Collect every line of the data below that contains the string "cabinet" and copy each one in full. Matching is case-sensitive.
▼
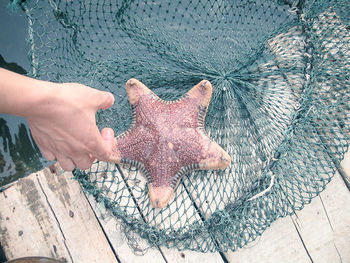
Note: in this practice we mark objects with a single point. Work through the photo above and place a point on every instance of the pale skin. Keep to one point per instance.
(61, 117)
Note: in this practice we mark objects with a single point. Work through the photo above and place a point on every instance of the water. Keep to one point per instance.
(19, 155)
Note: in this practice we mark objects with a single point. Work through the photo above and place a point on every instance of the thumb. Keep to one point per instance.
(107, 135)
(106, 100)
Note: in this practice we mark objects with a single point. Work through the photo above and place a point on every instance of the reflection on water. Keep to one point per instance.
(19, 155)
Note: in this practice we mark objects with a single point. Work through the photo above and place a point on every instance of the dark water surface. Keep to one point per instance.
(19, 156)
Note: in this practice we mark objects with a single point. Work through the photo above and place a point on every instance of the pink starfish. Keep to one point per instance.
(167, 139)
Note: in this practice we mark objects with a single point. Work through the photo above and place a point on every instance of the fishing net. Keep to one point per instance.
(280, 72)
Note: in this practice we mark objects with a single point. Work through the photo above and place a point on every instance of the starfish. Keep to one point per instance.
(167, 139)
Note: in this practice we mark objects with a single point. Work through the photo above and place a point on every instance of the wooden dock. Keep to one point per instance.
(46, 214)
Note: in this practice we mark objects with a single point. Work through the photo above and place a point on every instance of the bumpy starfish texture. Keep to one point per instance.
(167, 139)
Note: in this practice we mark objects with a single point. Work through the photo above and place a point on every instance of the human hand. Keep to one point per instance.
(64, 127)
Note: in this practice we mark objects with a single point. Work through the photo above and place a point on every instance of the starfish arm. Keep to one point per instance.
(133, 146)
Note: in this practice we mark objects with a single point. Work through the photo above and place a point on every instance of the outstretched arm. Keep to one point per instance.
(61, 117)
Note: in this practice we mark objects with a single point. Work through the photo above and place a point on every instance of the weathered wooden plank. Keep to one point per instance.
(324, 226)
(279, 243)
(47, 215)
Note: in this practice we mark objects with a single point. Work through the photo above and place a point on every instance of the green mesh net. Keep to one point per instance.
(280, 72)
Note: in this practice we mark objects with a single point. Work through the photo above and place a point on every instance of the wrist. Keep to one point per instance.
(24, 96)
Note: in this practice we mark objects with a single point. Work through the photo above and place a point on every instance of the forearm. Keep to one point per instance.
(21, 95)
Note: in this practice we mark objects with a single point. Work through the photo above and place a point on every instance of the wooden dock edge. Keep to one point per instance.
(46, 214)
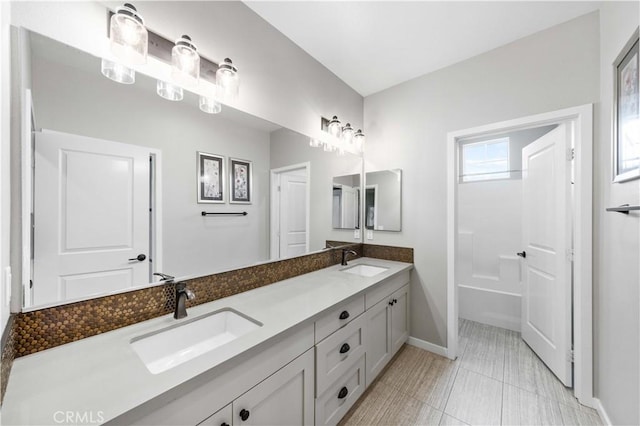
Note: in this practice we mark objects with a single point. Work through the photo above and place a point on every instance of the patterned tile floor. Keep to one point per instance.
(497, 380)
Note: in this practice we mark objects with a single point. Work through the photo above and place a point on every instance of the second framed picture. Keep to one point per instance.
(240, 180)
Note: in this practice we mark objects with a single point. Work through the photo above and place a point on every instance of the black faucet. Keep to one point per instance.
(345, 252)
(182, 295)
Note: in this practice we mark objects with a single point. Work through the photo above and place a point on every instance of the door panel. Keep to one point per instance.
(546, 300)
(91, 216)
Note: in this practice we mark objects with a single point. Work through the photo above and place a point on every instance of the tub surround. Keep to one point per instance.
(104, 374)
(35, 331)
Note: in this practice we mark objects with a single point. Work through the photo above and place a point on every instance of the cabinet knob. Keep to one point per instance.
(244, 414)
(343, 393)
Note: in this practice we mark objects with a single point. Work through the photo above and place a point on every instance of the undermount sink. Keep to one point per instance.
(172, 346)
(364, 270)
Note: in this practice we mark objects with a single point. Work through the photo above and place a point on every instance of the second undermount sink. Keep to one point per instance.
(172, 346)
(365, 270)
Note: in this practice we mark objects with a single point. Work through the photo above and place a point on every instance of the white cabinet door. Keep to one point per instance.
(220, 418)
(378, 339)
(399, 318)
(285, 398)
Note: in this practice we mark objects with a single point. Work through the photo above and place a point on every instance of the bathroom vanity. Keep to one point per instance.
(313, 344)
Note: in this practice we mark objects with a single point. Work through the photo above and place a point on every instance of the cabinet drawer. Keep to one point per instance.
(332, 405)
(219, 418)
(386, 288)
(339, 317)
(338, 353)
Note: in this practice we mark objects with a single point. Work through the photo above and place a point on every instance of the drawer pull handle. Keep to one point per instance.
(343, 393)
(244, 414)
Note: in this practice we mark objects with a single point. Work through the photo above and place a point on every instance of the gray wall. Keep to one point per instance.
(616, 243)
(324, 166)
(75, 101)
(407, 128)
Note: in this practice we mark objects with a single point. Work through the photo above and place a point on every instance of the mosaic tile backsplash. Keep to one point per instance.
(35, 331)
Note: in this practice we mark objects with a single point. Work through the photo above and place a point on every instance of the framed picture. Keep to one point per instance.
(240, 178)
(210, 178)
(626, 113)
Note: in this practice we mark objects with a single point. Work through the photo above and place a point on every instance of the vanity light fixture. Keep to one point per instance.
(347, 134)
(128, 36)
(117, 72)
(334, 128)
(185, 62)
(228, 80)
(210, 104)
(169, 91)
(358, 139)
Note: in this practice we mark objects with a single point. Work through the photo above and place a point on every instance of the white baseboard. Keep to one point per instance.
(601, 411)
(423, 344)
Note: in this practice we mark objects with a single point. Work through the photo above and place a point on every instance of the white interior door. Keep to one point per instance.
(546, 299)
(349, 207)
(91, 216)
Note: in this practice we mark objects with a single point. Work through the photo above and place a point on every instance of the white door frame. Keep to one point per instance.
(581, 119)
(275, 205)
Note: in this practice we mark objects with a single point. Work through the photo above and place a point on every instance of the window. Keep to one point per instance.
(486, 160)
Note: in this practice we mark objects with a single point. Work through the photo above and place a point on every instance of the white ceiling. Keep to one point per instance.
(373, 45)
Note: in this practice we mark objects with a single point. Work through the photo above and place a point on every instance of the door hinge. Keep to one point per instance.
(570, 255)
(571, 154)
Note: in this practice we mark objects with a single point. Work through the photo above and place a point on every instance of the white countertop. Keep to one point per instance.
(103, 374)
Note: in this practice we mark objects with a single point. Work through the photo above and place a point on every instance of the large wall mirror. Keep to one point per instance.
(122, 178)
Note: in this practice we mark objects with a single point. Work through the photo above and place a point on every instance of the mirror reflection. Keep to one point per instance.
(127, 184)
(346, 202)
(383, 198)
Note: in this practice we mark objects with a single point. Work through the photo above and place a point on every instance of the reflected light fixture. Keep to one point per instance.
(347, 134)
(185, 62)
(129, 40)
(359, 139)
(228, 80)
(334, 128)
(117, 72)
(169, 91)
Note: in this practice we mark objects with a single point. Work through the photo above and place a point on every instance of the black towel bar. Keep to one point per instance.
(224, 213)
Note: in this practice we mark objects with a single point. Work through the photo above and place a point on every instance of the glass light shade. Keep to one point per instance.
(185, 62)
(359, 139)
(210, 105)
(169, 91)
(128, 36)
(228, 80)
(117, 72)
(334, 128)
(347, 134)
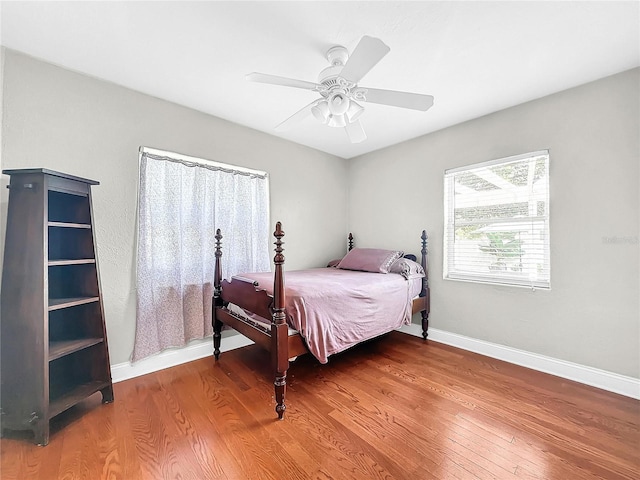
▲
- **Final result**:
Note: in this practice we mark objects with a single point. Work through the photo above and place a point on every instance of the cabinet knob. Keep to one point per instance.
Note: in this practice we mark objects with a single point. Work through the photo above and place a point on every instance of the white cabinet door. Keep to one point per instance.
Note: in this practice we mark objects with a single point. Work through the photo above and place a point on every instance of the cabinet drawer. Keep to one point per instance.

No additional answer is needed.